■ **KUTIPAN BACAAN**:
****************

Pendahuluan
Setiap bangsa punya luka sejarahnya sendiri. Indonesia salah satunya: peristiwa G30S, yang sering kita dengar lewat cerita orang tua atau film dokumenter. Ada darah, ada pengkhianatan, ada duka yang tidak mungkin dilupakan. Tapi pertanyaannya, apakah sejarah itu hanya untuk dikenang dengan rasa takut?
Generasi muda sekarang mungkin merasa peristiwa itu sudah jauh banget, kayak nggak ada hubungannya dengan kehidupan sehari-hari. Padahal, justru dari tragedi itulah kita bisa belajar banyak. Bukan sekadar soal politik, tapi soal betapa pentingnya menjaga persatuan, iman, dan nilai-nilai kebangsaan.
Sejarah memang kelam, tapi bukan untuk dihindari. Dari Lubang Buaya kita melihat betapa rapuhnya bangsa kalau terpecah oleh ideologi yang salah arah. Dan dari panggung dakwah hari ini, kita bisa menjadikan kisah itu sebagai bahan renungan: bagaimana kita, sebagai generasi muda, bisa memastikan tragedi serupa tidak terulang lagi.
Lubang Buaya: Jejak Luka Sejarah Bangsa
Kalau dengar kata Lubang Buaya, yang terbayang seringkali suasana menyeramkan. Lokasi itu jadi saksi bisu gugurnya para jenderal yang kemudian disebut Pahlawan Revolusi. Buat generasi sekarang, Lubang Buaya bukan cuma tempat wisata sejarah, tapi pengingat bahwa bangsa ini pernah diguncang makar yang hampir bikin Indonesia hancur.
Yang perlu kita pahami, peristiwa itu bukan sekadar “cerita lama” atau “film wajib sekolah”. Ia adalah simbol betapa bahayanya kalau ada kelompok yang lebih mementingkan ideologi sempit dibanding persatuan bangsa.
Jadi, Lubang Buaya seharusnya nggak cuma jadi spot foto atau tempat study tour, tapi ruang refleksi. Dari sanalah kita bisa tarik pesan: jangan pernah biarkan bangsa ini jatuh lagi ke lubang yang sama.

****************

Data penunjukan objek pada foto
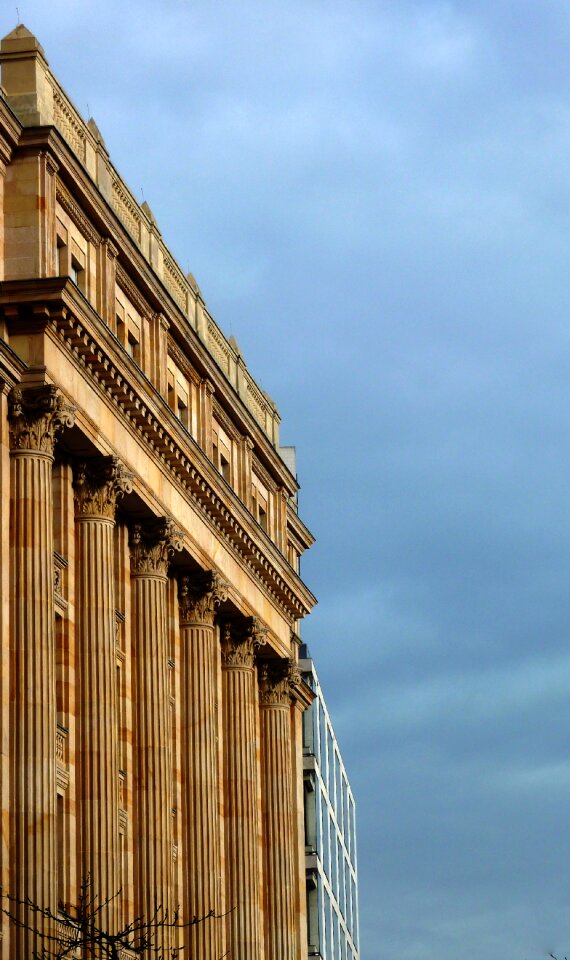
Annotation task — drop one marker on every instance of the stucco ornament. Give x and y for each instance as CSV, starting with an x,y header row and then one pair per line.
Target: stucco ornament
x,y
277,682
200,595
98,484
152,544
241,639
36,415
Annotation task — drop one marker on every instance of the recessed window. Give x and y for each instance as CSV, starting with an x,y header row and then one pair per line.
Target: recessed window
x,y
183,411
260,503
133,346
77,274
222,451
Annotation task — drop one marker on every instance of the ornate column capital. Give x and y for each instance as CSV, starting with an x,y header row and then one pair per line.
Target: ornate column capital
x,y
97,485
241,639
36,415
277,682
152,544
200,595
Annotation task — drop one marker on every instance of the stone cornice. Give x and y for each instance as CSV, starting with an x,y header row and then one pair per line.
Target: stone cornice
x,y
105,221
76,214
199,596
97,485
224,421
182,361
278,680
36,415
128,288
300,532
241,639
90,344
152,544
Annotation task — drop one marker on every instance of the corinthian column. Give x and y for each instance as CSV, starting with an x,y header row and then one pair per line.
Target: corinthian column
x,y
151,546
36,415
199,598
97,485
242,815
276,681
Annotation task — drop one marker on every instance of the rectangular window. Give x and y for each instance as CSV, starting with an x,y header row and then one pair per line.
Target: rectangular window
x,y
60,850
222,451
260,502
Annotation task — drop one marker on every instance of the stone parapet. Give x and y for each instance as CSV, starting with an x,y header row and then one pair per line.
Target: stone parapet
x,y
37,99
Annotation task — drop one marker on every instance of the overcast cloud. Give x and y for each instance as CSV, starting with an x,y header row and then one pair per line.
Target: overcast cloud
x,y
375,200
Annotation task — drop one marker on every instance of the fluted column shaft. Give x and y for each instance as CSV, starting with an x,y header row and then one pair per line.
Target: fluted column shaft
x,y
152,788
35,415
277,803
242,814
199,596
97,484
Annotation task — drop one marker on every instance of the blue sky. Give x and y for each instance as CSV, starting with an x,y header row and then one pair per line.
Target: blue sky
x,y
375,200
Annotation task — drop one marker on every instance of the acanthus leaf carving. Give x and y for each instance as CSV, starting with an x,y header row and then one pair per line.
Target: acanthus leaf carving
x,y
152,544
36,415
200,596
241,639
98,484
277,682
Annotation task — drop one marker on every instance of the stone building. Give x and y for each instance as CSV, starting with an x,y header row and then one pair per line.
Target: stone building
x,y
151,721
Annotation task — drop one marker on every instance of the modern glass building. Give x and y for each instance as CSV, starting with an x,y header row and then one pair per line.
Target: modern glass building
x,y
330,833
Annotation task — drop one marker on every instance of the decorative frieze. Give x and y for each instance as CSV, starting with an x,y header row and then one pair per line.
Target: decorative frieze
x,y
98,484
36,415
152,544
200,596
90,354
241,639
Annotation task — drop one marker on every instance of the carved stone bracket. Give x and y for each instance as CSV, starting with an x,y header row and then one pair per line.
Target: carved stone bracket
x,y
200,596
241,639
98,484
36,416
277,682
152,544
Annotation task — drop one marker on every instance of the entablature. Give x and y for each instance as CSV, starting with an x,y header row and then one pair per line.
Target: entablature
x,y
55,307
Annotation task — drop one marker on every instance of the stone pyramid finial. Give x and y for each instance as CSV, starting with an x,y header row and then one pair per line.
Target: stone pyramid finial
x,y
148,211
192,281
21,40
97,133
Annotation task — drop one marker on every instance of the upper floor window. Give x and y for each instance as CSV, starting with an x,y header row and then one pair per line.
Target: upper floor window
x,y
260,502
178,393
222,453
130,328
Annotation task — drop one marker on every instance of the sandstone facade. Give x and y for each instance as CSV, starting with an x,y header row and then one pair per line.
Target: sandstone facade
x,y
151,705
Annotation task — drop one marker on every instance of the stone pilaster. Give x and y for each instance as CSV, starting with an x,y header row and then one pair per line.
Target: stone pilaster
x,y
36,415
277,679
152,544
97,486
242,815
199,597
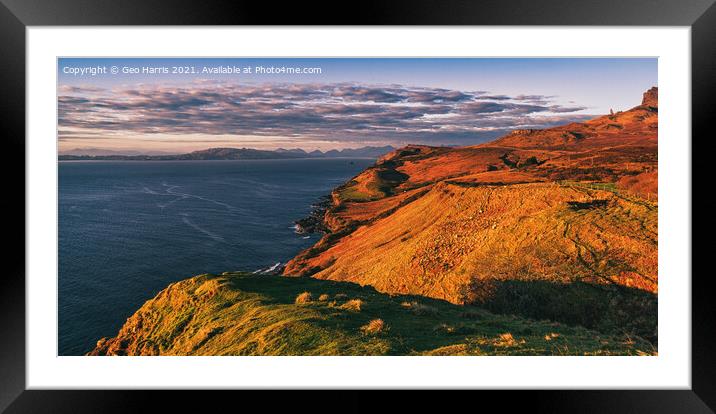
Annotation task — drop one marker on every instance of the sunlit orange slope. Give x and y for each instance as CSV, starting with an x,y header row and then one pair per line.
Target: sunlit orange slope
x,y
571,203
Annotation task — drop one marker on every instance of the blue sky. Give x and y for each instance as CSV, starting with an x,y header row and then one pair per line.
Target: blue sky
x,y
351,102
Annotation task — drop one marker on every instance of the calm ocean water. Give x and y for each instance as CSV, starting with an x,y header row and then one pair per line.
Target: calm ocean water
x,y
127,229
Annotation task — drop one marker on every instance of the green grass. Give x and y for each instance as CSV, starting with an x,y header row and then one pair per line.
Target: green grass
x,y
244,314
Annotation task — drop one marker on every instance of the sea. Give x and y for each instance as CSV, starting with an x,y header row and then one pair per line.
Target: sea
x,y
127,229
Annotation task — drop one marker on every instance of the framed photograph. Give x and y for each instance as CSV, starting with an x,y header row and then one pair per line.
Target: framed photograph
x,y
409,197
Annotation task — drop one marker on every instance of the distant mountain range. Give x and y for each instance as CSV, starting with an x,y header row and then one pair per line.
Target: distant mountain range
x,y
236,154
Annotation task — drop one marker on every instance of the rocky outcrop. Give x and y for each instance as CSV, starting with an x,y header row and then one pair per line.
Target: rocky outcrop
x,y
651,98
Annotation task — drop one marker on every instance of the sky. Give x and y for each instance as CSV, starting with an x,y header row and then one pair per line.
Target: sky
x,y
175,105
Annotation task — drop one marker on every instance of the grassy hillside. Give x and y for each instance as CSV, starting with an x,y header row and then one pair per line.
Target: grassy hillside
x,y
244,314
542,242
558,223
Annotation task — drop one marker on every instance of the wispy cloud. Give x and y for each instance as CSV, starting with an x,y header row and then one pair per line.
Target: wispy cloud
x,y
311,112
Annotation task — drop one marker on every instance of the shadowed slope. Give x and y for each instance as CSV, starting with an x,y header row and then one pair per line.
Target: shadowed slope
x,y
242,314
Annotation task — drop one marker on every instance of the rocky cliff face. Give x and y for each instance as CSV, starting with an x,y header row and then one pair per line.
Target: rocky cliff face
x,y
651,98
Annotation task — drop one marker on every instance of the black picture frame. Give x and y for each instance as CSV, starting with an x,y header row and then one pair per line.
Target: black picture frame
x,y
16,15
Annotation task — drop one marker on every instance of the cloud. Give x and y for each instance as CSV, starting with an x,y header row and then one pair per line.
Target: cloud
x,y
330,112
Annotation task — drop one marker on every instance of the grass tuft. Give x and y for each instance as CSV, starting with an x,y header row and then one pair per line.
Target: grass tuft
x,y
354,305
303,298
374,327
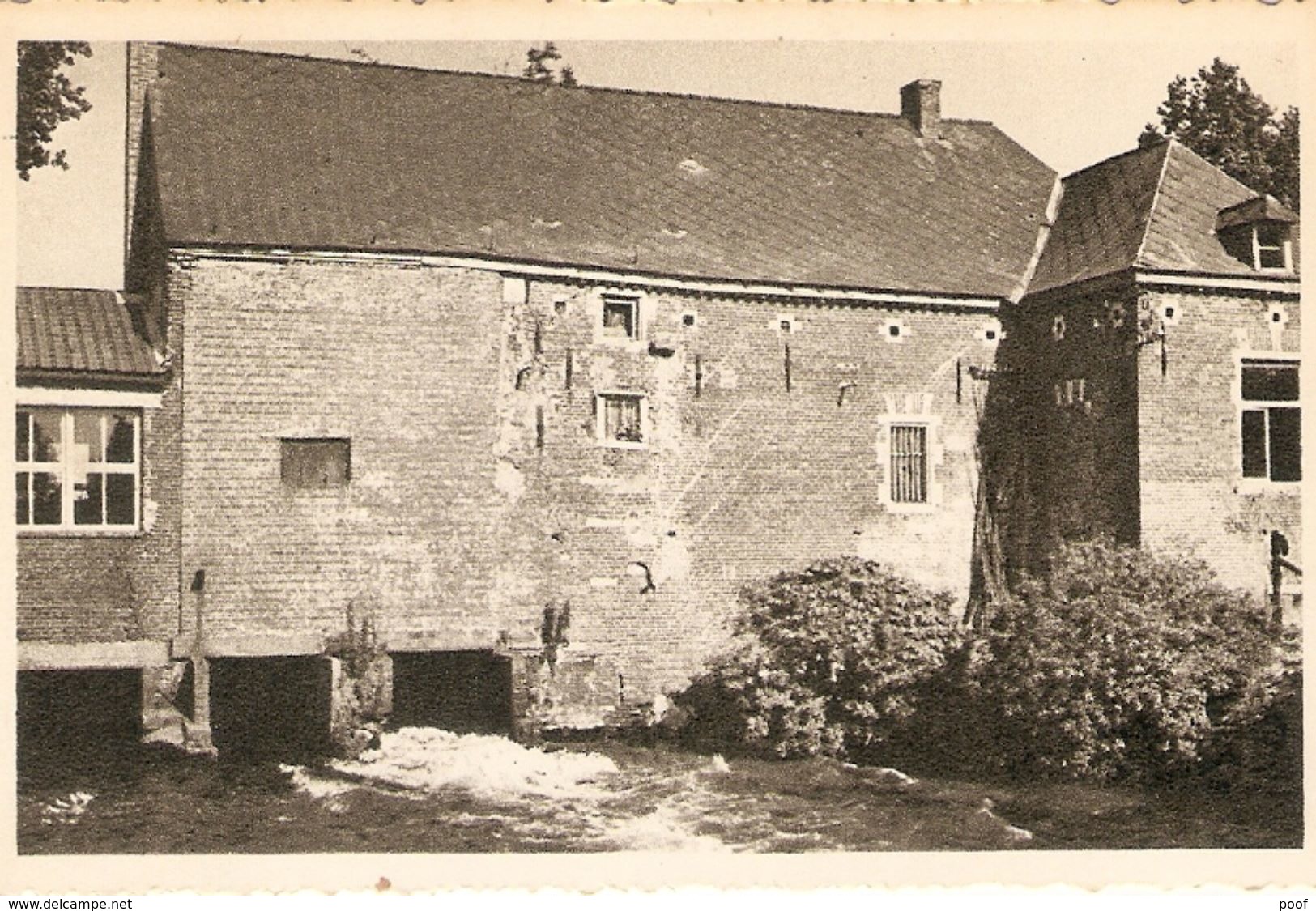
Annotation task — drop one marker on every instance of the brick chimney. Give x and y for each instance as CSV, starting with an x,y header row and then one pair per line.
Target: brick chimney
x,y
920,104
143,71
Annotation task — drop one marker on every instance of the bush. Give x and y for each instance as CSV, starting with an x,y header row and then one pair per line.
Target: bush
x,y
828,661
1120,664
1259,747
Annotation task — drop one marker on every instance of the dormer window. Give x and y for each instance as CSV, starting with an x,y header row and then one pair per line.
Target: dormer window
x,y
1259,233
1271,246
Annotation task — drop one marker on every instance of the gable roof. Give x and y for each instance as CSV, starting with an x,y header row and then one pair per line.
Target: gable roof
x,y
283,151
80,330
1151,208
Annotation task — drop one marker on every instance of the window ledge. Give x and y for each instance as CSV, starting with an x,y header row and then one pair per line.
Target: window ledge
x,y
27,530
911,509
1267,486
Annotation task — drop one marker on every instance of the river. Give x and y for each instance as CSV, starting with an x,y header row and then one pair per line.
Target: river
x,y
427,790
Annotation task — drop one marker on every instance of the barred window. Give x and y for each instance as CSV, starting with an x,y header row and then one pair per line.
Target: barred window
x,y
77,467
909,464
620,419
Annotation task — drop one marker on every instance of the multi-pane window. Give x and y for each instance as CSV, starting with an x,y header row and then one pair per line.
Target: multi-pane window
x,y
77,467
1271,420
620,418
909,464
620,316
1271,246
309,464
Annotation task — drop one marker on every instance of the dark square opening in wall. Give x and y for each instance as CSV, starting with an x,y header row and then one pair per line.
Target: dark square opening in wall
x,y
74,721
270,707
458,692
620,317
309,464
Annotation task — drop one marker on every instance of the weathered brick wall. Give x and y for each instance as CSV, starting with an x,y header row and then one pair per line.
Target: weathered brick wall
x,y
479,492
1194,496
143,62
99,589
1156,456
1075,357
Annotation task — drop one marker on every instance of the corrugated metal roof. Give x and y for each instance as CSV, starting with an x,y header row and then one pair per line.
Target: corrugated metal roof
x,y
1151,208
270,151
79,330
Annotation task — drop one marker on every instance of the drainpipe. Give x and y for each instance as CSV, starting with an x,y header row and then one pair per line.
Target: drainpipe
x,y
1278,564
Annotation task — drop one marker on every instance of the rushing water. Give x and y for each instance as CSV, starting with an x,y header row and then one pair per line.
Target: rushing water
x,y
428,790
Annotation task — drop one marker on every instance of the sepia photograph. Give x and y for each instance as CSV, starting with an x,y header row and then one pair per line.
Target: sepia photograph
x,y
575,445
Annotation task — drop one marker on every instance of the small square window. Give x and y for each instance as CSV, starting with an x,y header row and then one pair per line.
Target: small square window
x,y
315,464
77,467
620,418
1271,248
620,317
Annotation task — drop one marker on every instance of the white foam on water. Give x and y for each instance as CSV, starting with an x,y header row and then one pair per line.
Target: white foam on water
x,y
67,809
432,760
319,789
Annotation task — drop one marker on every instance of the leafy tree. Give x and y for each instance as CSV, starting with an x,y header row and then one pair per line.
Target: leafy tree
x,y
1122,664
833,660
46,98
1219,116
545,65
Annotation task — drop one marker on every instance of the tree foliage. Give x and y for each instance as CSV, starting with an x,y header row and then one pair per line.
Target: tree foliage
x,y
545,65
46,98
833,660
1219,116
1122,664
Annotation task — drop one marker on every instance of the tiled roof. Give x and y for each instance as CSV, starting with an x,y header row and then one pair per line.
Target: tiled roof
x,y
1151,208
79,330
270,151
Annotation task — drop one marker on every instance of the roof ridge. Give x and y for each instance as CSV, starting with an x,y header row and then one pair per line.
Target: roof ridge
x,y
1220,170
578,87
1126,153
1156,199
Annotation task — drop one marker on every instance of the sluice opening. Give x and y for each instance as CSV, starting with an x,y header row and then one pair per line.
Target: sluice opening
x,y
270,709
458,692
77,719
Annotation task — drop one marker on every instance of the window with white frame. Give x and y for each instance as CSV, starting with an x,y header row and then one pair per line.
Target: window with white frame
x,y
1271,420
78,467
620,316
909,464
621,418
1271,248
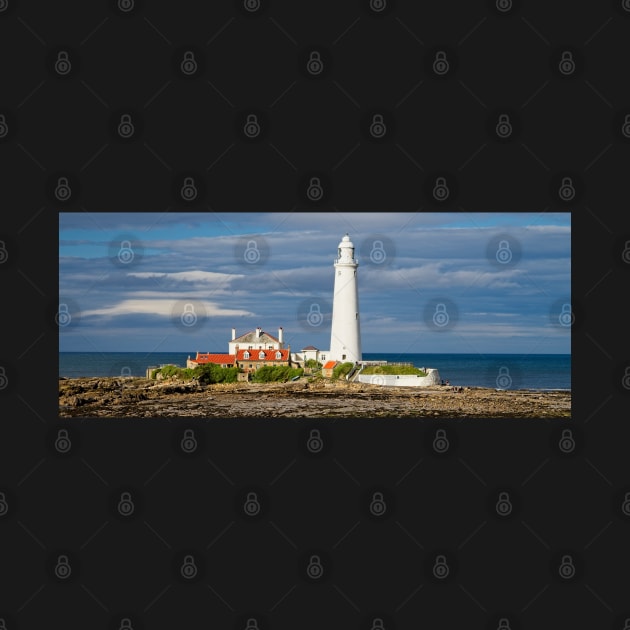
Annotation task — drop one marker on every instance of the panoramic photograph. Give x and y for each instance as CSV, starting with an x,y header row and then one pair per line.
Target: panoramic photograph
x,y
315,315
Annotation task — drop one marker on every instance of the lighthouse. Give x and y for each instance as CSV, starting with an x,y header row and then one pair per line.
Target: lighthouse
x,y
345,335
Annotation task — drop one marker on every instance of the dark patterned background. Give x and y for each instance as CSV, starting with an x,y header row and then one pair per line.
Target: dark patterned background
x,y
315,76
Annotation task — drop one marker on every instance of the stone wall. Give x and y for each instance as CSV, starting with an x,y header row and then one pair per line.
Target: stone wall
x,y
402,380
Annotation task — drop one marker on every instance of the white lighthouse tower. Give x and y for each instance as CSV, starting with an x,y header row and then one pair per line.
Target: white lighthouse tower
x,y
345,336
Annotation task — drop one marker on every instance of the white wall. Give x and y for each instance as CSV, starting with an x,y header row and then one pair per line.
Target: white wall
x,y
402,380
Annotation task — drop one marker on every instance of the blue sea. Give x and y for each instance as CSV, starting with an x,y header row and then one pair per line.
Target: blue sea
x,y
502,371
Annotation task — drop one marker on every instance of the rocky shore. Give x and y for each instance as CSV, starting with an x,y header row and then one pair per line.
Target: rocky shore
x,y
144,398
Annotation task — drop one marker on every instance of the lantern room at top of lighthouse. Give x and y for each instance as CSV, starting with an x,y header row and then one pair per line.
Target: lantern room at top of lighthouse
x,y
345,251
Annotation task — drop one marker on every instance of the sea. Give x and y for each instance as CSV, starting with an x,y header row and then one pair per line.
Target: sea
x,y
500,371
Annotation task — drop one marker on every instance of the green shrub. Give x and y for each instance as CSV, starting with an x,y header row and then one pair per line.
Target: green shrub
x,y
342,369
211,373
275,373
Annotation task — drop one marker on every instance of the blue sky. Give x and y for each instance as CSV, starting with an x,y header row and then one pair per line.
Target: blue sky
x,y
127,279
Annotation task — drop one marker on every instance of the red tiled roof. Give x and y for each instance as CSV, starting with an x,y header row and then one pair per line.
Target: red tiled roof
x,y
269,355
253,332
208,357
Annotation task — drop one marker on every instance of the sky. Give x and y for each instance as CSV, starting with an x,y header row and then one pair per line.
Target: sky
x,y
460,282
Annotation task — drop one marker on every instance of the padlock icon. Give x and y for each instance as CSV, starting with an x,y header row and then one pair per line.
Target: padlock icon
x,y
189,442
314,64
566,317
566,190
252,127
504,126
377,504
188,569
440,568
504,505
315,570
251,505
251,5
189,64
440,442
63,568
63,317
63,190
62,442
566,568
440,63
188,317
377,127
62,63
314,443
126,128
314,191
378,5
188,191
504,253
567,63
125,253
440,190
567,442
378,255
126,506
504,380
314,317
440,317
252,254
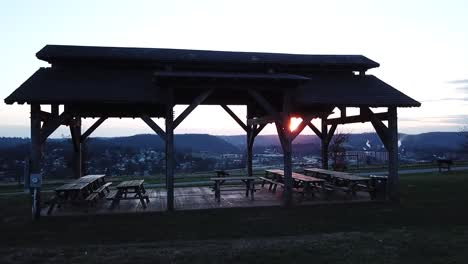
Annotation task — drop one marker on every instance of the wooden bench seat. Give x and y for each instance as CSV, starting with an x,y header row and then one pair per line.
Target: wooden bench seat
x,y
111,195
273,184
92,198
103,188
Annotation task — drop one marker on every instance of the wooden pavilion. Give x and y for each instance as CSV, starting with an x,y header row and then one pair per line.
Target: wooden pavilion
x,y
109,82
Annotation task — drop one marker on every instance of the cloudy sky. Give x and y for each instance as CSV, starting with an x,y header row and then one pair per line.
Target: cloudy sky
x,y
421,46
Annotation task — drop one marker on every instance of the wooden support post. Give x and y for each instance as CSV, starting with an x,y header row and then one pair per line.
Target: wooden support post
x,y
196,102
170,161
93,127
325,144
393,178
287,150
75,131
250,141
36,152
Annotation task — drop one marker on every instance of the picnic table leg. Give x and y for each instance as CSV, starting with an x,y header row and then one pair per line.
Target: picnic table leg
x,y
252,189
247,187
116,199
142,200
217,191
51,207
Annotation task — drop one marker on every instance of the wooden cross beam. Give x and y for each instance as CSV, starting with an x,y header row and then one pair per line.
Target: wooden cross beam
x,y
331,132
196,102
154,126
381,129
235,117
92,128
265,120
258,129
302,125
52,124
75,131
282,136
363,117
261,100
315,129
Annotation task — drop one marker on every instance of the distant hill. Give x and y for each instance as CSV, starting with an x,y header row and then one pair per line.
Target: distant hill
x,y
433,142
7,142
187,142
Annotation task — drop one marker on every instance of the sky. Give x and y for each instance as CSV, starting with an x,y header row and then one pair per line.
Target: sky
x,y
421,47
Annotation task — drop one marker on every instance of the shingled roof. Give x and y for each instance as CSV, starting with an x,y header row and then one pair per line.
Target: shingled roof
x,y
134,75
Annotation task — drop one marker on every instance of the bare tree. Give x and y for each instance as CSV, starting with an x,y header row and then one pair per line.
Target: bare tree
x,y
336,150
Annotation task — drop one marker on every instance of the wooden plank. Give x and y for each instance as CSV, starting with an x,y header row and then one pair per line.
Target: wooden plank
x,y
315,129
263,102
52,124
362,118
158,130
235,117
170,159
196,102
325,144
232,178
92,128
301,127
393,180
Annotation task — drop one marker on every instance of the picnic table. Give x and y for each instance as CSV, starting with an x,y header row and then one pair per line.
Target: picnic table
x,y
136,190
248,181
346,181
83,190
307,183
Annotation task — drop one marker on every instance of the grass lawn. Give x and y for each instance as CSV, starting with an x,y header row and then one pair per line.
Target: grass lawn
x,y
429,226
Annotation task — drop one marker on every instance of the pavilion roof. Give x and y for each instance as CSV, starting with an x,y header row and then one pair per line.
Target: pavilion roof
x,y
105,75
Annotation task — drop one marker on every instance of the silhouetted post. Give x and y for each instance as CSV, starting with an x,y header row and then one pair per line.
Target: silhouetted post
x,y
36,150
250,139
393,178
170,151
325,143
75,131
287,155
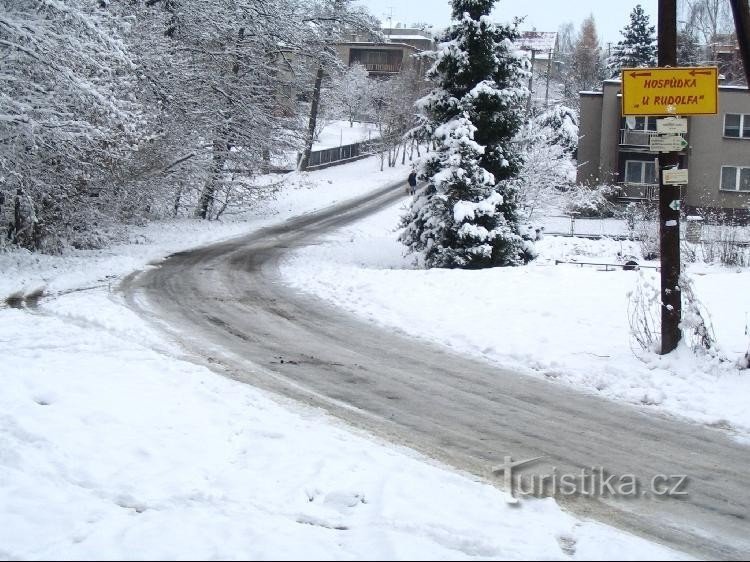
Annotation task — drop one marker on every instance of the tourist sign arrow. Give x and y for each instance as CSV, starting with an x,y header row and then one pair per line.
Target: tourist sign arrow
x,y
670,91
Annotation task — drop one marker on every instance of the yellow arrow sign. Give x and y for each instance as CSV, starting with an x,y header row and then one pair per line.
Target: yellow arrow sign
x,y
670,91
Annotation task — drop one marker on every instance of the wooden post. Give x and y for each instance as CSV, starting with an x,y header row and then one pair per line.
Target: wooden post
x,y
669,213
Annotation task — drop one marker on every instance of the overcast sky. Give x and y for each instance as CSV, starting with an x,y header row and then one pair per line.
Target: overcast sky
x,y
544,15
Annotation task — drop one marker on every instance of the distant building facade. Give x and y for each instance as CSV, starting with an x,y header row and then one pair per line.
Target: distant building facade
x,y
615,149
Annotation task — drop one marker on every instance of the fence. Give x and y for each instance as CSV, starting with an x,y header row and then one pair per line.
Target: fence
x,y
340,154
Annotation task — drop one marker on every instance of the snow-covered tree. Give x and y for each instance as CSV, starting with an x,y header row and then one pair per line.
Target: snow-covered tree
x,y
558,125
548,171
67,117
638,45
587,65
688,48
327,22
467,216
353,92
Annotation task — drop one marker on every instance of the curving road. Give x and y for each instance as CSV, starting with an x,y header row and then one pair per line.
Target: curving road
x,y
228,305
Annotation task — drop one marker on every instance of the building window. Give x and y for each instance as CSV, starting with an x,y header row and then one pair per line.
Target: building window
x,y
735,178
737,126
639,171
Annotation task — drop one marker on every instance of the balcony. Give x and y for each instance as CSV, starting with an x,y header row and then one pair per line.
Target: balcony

****************

■ **INSTRUKSI 1**:
Menurut kutipan tentang Lubang Buaya, siapa yang gugur di lokasi yang menjadi saksi bisu itu?
■ **INSTRUKSI 2**:
Lanjutkan kutipan tentang Lubang Buaya mulai dari bagian setelah kalimat terakhirnya.

■ **HASIL LATIHAN 1**:
Para jenderal yang kemudian disebut Pahlawan Revolusi.

■ **HASIL LATIHAN 2**:
Bahaya Ideologi yang Menafikan Tuhan
Salah satu hal yang bikin G30S jadi sangat berbahaya adalah karena ideologinya jelas-jelas menolak keberadaan Tuhan. Ya ideologi komunisme, dibangun di atas pandangan hidup materialistis: manusia dianggap hanya makhluk ekonomi, tanpa dimensi iman dan akhirat. Kalau agama dihapus, apa yang tersisa untuk jadi pegangan hidup?
Islam menegaskan bahwa hidup manusia tidak bisa dipisahkan dari iman.
“Dan barangsiapa berpaling dari peringatan-Ku, maka sungguh, dia akan menjalani kehidupan yang sempit…” (QS. Thaha: 124)
Artinya, kalau manusia menjauh dari Allah, hidupnya justru jadi kacau, sempit, dan kehilangan arah. Sejarah G30S jadi contoh nyata: ketika ideologi yang menafikan Tuhan dijalankan, hasilnya bukan ketenangan tapi justru pertumpahan darah dan perpecahan.
Buat generasi muda sekarang, pesan ini penting banget: jangan sampai kita gampang tergoda dengan ide-ide yang kelihatannya keren atau revolusioner, tapi ujungnya bikin kita jauh dari agama.
Pancasila dan Nilai Islam: Penjaga Persatuan
Banyak yang bilang Pancasila itu buatan manusia, jadi nggak ada hubungannya sama agama. Padahal kalau kita lihat lebih dalam, nilai-nilai Pancasila itu sejalan sama ajaran Islam. Misalnya sila pertama, Ketuhanan Yang Maha Esa, mengajarkan untuk beriman. Sila kedua, Kemanusiaan yang Adil dan Beradab, sejalan dengan perintah Islam untuk berlaku adil kepada siapa pun.
“Sesungguhnya Allah menyuruh kamu berlaku adil dan berbuat kebajikan…” (QS. An-Nahl: 90)
Kalau kita renungkan, Pancasila bukan sekadar dasar negara, tapi pagar persatuan. Dengan Pancasila, umat Islam bisa hidup damai berdampingan dengan umat lain. Dengan Pancasila pula, kita bisa punya “rumah bersama” yang melindungi semua warga tanpa harus mengorbankan akidah masing-masing.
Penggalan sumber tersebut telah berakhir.